**ABOUT THIS TASK**
Below are entries; copy exactly the lines from the one with "Sample output: [[295, 309]]" through the one with "Sample output: [[577, 11]]", both included, and leave out the rest.

**RECORDS SUPPLIED**
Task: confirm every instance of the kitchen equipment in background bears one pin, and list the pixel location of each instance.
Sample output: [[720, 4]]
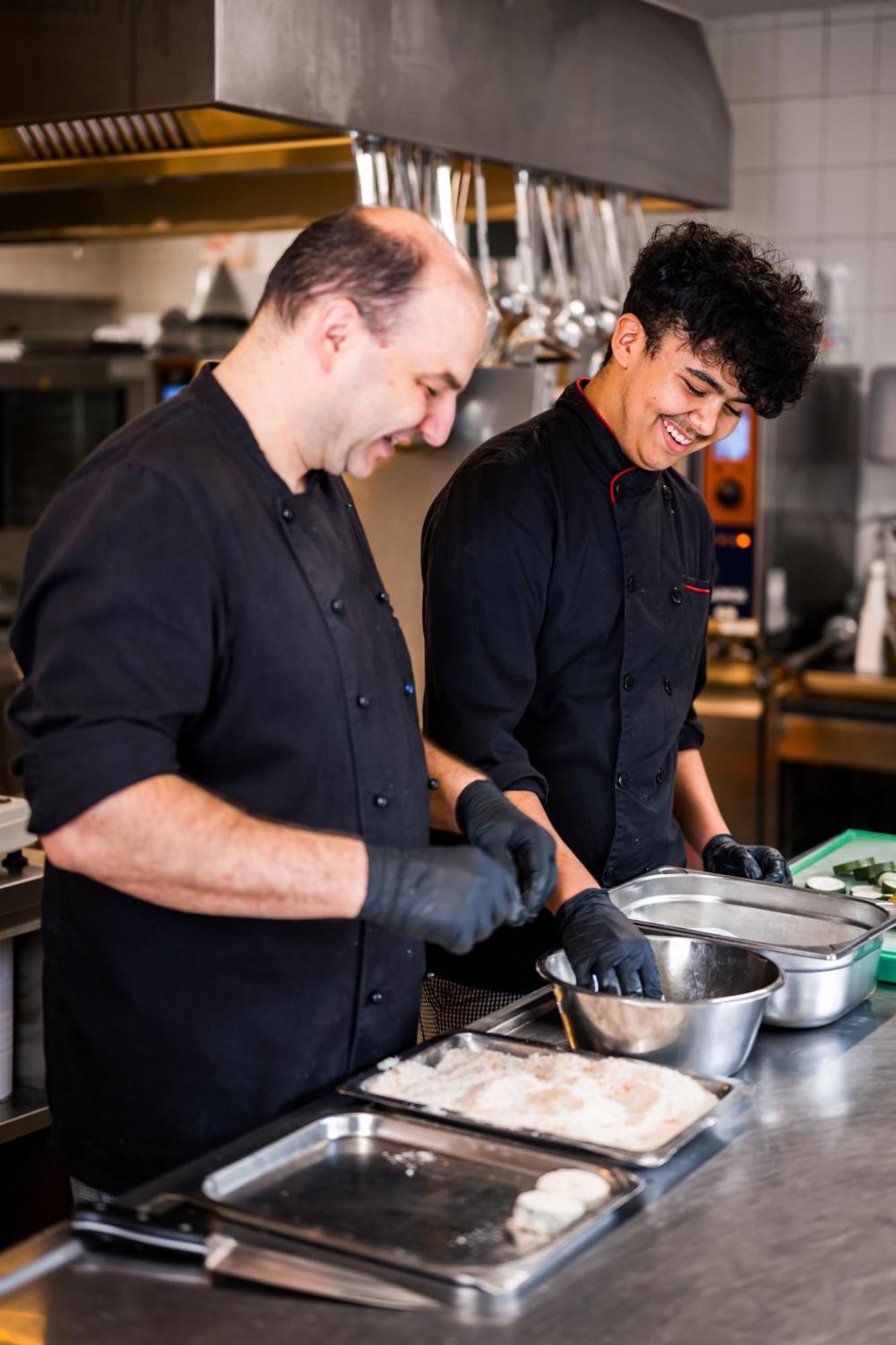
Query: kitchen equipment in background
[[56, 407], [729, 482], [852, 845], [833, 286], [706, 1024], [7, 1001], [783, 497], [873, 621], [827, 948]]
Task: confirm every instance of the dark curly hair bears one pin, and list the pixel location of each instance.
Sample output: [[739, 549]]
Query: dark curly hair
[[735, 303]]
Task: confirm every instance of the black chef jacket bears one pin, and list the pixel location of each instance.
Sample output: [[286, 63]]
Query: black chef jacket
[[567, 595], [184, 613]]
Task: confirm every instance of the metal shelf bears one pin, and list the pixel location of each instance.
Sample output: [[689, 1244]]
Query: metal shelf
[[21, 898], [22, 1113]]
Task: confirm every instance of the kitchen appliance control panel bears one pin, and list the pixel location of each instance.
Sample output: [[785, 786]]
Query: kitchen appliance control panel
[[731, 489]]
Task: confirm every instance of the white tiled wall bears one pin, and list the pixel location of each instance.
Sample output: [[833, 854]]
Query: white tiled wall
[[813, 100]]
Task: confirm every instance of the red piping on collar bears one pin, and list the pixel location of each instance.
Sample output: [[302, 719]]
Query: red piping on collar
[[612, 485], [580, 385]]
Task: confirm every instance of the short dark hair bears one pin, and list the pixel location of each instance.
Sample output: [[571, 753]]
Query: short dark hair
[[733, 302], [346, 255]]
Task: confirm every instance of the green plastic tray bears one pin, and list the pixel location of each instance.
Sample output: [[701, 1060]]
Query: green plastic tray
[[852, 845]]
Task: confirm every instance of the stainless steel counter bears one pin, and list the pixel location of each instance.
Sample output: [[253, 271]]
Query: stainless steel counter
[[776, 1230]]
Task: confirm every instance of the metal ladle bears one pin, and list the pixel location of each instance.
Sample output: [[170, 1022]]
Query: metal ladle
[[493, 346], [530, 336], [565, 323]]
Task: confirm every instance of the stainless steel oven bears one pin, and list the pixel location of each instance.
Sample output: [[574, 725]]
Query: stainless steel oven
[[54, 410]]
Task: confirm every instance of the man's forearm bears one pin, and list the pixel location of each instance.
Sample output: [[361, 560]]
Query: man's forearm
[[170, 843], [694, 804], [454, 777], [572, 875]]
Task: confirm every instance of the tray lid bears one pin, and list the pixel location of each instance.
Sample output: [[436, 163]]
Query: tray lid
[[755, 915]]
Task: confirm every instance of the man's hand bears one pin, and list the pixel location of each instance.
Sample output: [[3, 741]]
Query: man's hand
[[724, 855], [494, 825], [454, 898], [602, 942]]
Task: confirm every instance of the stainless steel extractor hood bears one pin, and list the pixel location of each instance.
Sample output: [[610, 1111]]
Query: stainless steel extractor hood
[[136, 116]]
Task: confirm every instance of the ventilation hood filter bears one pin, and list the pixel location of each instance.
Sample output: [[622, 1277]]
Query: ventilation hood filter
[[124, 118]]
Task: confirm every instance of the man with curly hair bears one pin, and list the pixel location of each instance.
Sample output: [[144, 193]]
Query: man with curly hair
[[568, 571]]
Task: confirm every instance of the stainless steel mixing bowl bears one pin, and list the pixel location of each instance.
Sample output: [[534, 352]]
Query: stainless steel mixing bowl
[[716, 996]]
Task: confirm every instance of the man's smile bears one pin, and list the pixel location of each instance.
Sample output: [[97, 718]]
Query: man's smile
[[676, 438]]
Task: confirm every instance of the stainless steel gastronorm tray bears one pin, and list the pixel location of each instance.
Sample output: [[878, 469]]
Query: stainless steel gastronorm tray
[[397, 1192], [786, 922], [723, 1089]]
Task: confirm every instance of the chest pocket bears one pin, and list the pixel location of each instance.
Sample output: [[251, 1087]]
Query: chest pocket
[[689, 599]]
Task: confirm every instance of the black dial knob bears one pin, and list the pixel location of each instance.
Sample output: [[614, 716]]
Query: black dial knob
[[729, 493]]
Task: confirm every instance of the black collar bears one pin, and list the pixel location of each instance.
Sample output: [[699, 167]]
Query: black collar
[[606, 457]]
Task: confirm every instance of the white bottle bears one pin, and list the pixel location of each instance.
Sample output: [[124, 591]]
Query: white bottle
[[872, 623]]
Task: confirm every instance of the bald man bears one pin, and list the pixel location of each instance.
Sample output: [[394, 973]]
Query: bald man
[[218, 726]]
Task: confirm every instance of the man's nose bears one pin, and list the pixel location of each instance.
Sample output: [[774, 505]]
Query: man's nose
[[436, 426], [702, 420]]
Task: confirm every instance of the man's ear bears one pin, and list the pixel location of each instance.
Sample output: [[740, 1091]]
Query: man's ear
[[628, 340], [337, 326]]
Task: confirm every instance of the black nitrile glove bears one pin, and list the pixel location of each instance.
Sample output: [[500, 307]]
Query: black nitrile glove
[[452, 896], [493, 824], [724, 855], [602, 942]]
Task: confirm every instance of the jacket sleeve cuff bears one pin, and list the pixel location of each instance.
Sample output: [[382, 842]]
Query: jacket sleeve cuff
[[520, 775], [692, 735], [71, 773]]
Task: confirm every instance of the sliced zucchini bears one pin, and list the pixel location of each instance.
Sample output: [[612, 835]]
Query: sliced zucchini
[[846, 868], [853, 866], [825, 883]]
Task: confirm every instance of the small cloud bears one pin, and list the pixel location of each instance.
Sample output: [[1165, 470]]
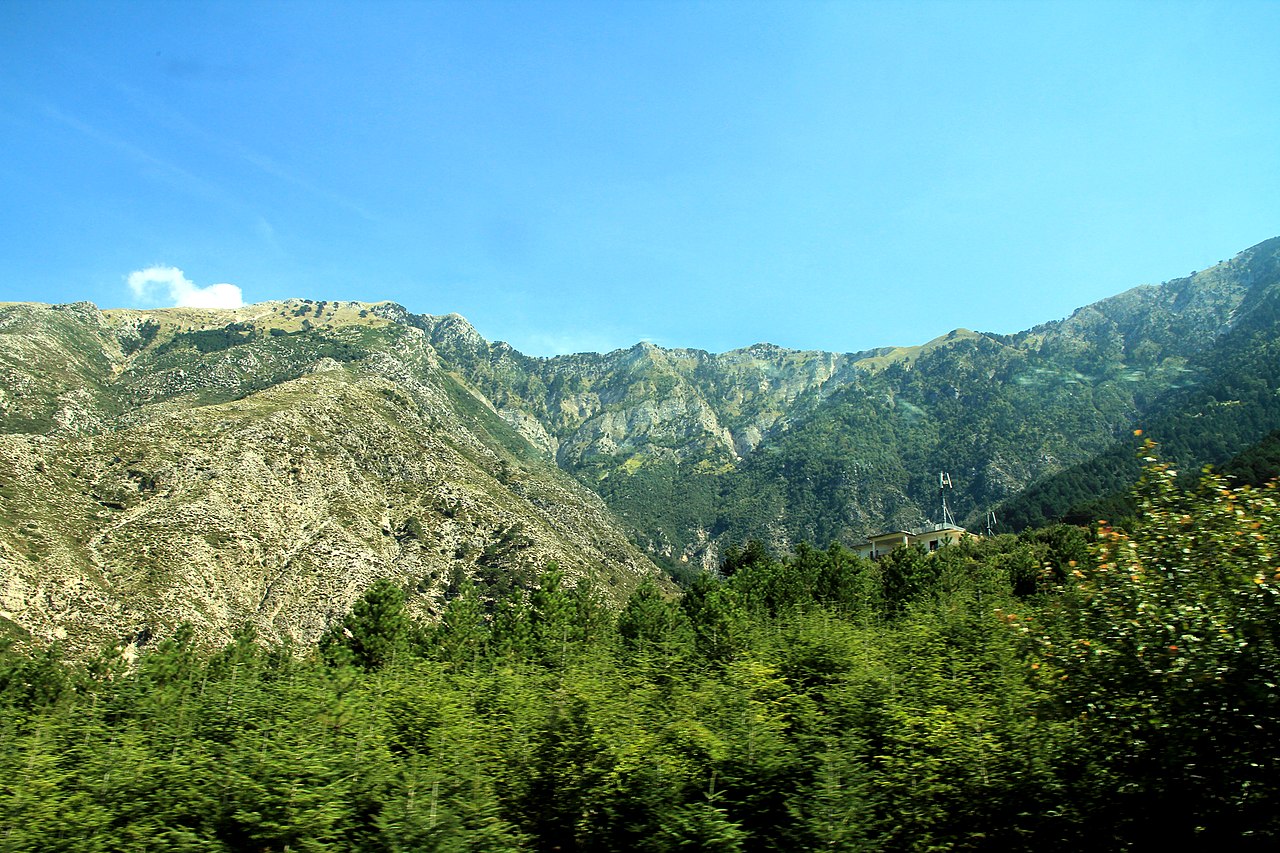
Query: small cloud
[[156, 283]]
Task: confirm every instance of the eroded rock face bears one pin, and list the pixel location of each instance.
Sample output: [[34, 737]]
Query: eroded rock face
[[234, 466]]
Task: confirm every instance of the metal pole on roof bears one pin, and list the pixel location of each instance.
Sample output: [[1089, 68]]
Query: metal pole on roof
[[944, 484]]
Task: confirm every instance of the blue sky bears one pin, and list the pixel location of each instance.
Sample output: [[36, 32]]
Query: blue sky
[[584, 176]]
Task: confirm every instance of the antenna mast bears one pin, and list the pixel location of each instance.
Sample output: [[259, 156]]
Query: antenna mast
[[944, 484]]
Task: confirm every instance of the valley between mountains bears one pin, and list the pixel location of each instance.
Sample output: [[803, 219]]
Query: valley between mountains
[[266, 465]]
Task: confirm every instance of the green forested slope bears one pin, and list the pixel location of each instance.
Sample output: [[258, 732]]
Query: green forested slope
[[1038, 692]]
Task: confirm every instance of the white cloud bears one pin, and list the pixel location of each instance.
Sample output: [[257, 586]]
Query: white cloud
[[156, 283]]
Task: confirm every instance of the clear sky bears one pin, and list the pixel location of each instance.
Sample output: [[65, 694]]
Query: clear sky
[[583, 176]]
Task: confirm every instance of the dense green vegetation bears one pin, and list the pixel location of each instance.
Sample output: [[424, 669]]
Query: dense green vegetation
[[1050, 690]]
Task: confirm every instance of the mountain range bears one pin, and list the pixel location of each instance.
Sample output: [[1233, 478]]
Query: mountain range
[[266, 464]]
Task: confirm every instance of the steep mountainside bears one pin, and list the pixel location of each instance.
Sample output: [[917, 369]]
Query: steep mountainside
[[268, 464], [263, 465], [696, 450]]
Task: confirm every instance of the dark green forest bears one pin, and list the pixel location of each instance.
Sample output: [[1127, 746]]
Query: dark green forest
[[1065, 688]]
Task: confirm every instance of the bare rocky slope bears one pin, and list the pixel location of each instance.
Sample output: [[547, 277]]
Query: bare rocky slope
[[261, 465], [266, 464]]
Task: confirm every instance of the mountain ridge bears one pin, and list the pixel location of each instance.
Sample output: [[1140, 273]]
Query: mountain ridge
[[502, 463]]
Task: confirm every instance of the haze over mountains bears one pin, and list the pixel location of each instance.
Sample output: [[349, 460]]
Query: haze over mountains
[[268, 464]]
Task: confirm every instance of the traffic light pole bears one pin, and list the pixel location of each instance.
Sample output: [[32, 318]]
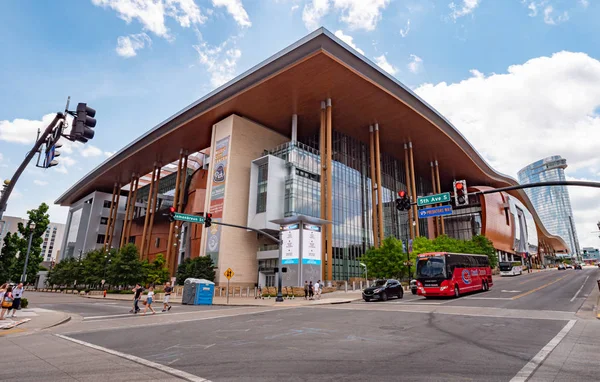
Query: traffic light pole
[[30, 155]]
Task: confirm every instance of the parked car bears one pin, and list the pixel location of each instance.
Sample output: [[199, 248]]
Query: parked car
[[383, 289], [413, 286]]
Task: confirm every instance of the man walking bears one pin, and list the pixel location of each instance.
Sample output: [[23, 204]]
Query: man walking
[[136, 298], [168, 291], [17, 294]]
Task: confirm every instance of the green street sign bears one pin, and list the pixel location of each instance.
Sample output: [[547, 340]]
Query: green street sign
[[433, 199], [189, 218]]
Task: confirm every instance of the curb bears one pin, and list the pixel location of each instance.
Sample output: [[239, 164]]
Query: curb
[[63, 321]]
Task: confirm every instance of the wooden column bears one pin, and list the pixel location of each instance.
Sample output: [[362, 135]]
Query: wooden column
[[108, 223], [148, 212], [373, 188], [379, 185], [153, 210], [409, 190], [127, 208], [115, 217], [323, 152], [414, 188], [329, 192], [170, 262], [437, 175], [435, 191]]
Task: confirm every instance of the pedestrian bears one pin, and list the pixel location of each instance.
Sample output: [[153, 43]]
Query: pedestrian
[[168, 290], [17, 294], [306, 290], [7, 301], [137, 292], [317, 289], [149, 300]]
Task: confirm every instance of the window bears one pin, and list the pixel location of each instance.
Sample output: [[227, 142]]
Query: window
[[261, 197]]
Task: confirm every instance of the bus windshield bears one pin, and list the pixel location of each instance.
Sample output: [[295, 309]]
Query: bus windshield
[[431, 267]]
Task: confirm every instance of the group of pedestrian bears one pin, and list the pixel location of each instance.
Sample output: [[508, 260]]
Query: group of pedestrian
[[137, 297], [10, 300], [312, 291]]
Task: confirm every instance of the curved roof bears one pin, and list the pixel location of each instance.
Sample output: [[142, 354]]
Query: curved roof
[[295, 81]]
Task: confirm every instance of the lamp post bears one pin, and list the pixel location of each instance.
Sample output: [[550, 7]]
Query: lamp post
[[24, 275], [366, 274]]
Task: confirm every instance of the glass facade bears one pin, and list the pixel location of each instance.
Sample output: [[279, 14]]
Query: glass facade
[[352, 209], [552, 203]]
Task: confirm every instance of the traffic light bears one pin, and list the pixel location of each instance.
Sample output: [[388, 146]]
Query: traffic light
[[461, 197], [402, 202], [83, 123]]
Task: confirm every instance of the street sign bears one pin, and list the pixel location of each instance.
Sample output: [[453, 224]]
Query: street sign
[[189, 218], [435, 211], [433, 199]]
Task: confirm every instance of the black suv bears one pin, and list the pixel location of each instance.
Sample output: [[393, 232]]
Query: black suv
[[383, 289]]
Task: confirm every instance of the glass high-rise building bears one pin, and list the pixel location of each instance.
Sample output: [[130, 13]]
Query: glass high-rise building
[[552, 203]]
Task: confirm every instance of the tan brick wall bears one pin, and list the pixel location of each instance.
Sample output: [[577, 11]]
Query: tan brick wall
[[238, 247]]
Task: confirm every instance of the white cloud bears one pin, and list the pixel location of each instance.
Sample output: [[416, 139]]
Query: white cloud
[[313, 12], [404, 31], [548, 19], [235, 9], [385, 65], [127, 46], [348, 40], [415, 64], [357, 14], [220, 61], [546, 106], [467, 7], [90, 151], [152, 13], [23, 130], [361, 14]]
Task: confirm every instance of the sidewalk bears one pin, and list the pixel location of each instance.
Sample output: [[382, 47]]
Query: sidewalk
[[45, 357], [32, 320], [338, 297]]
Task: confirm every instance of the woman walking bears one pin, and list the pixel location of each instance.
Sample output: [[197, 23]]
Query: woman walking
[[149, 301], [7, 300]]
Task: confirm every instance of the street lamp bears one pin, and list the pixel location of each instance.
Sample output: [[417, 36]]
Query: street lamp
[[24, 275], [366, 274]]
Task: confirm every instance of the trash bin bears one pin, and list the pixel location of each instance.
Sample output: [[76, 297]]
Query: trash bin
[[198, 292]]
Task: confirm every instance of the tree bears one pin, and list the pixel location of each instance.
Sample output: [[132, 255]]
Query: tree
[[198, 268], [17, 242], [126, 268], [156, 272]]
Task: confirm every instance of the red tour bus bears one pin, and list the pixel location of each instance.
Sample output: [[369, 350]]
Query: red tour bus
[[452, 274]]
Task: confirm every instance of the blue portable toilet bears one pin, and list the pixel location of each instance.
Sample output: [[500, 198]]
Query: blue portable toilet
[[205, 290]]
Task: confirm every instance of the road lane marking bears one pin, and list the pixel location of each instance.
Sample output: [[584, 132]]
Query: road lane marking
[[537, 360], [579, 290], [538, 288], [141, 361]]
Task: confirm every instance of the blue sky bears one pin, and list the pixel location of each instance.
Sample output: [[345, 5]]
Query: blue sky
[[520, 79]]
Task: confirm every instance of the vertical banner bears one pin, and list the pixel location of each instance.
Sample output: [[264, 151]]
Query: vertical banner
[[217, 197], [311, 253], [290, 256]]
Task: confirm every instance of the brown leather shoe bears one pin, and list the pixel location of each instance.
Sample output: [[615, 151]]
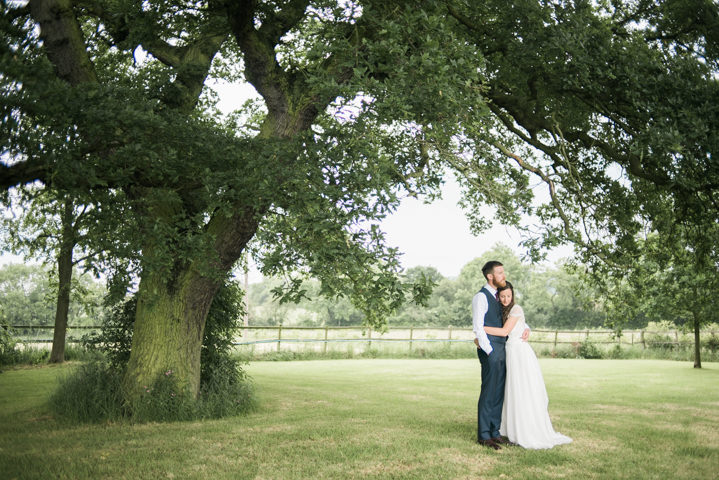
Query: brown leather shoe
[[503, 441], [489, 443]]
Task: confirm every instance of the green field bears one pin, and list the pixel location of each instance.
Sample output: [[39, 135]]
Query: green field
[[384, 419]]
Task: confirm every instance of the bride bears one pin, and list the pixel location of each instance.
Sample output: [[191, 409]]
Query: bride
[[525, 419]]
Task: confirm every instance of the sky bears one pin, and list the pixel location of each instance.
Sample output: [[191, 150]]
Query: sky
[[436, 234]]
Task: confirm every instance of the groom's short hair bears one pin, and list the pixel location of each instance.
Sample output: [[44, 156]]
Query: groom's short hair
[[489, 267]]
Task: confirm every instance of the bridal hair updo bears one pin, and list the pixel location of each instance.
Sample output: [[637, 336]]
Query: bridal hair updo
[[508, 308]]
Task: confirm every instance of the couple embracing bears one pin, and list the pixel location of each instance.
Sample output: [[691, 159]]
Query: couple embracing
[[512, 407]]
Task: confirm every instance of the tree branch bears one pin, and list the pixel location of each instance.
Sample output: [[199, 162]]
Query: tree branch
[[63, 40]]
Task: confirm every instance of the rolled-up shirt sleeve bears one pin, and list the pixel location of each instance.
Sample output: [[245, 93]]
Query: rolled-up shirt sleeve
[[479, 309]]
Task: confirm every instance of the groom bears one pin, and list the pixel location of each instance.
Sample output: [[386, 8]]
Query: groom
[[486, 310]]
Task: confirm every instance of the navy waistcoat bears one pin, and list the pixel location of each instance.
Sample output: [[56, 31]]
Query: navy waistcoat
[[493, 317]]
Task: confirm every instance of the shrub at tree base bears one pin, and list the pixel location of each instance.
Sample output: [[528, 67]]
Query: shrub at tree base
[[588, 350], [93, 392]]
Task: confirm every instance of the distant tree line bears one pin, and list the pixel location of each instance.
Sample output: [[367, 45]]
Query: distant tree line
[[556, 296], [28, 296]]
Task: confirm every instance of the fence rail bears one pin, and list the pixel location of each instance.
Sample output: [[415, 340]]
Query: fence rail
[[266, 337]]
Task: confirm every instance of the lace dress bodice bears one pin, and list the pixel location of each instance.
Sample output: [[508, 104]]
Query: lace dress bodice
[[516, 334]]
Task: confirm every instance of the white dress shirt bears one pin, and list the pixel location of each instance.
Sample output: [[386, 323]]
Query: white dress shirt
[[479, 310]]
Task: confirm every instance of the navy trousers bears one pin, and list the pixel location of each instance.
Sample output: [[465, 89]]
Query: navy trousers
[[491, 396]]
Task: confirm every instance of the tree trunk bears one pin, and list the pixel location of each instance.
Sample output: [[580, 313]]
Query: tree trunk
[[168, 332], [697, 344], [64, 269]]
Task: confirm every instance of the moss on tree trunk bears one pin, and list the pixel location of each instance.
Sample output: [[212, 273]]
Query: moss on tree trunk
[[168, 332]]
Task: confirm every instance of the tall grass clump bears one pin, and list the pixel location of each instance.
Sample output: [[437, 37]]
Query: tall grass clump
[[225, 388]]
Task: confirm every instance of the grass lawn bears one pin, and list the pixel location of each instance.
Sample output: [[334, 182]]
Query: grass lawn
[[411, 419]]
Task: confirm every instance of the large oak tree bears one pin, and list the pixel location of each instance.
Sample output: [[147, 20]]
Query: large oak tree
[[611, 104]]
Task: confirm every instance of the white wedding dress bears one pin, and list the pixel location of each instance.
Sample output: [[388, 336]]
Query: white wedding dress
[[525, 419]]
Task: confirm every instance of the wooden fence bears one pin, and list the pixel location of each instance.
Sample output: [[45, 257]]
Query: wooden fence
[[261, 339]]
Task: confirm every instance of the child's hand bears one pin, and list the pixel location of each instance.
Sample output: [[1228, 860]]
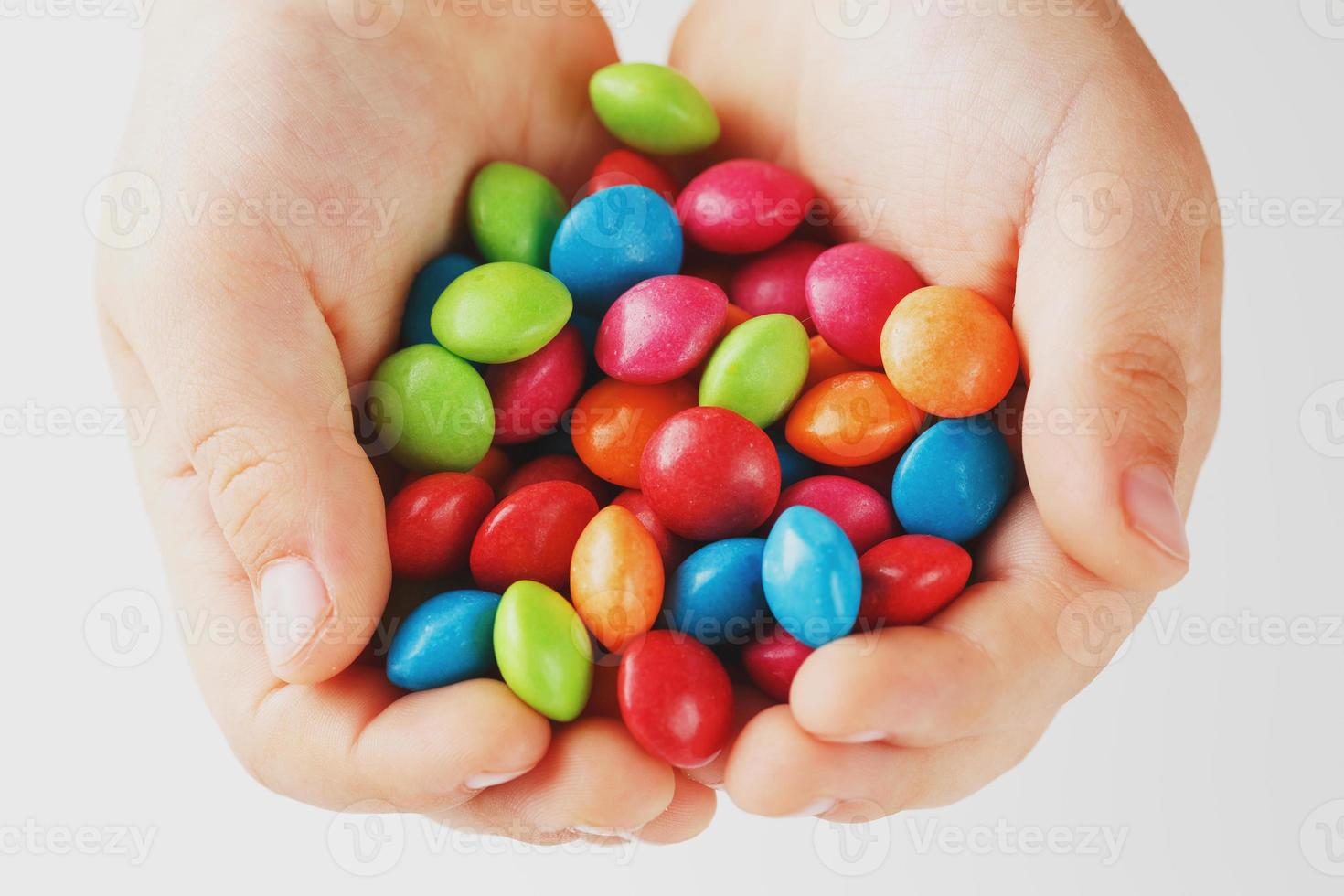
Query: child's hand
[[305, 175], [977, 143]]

**TASK RESPONSE**
Sample output: [[295, 309]]
Query: bus windshield
[[431, 267]]
Task: confirm every instance of the group of pedestrian bears one pin, and list the pixel location of each instance.
Sample output: [[508, 260]]
Query: group of pedestrian
[[137, 297], [10, 300], [312, 291]]
Task: confirm every instance of the curved roof bears one pin, and list the pixel location of each instance.
Sample output: [[142, 354]]
Query: curved roof
[[295, 81]]
Task: confirm every instance of the lamp post bears one pin, and list the pixel location of each instance.
Sample output: [[550, 7]]
Query: lamp post
[[24, 275], [366, 274]]
Task: confirm every instance of the glass facade bears one pin, and list the pixel location of each instance.
Sample output: [[279, 14]]
Query: glass facade
[[352, 209], [552, 203]]
Task: confirm every instance of the traffic light bears one pin, and list the pixel location of each instance.
Sample output: [[388, 146]]
Query: traffic light
[[461, 197], [402, 202], [83, 123]]
Task: confirm every instance of the street sign bears one pin, and list the pixel location of each instance.
Sample output: [[453, 224]]
Query: street sign
[[189, 218], [435, 211], [433, 199]]
Task: confirm every instance of the black suv bears one pin, and list the pixel location of each instance.
Sample output: [[393, 232]]
Query: black suv
[[383, 289]]
Task: confirm every instance of the glass high-rise building bears one pin, and list the pixel location of each instance.
Sample output: [[130, 13]]
Query: glass high-rise building
[[552, 203]]
Task: confirm every instance of the tan brick wall bears one pin, and list the pixel location of each instance.
Sample output: [[577, 11]]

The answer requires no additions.